◆ Data excerpts
%%
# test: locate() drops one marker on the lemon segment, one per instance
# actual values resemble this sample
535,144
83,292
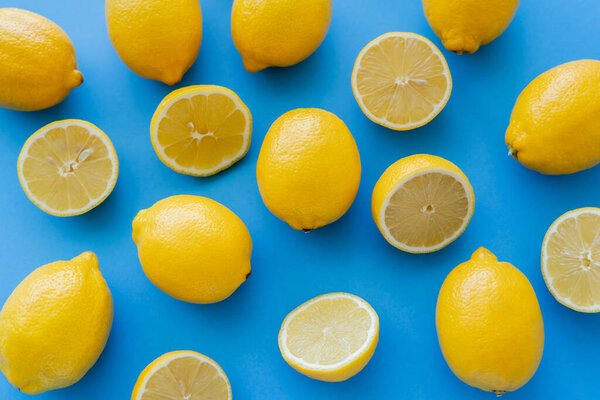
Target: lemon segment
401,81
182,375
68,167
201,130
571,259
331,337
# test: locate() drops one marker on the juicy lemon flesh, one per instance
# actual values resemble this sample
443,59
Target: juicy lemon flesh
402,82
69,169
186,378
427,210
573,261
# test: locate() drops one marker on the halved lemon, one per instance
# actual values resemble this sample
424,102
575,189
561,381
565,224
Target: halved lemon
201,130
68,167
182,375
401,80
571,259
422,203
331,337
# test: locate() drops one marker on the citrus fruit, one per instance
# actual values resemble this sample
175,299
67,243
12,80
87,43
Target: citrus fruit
%%
%%
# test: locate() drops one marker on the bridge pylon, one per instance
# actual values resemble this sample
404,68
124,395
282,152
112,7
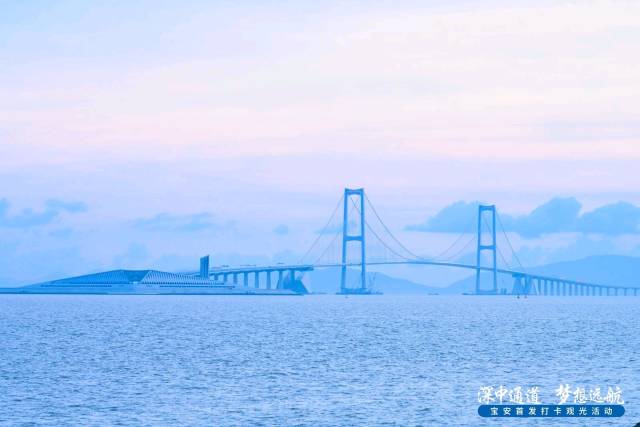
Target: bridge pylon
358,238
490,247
%%
◆ Exercise details
Copy out, from the listing above, every line that contains the string "marker".

◆ Result of this exercise
# test: locate() drops one marker on the lemon segment, one per instance
# test: locate() drops one marker on the juicy lemon flesh, one per instance
# test: locate() drops one marker on the halved lemon, one per instance
# test: locate() drops one marker on the citrus fruit, one per instance
# test: locate() drops one marker on the bridge pylon, one per instance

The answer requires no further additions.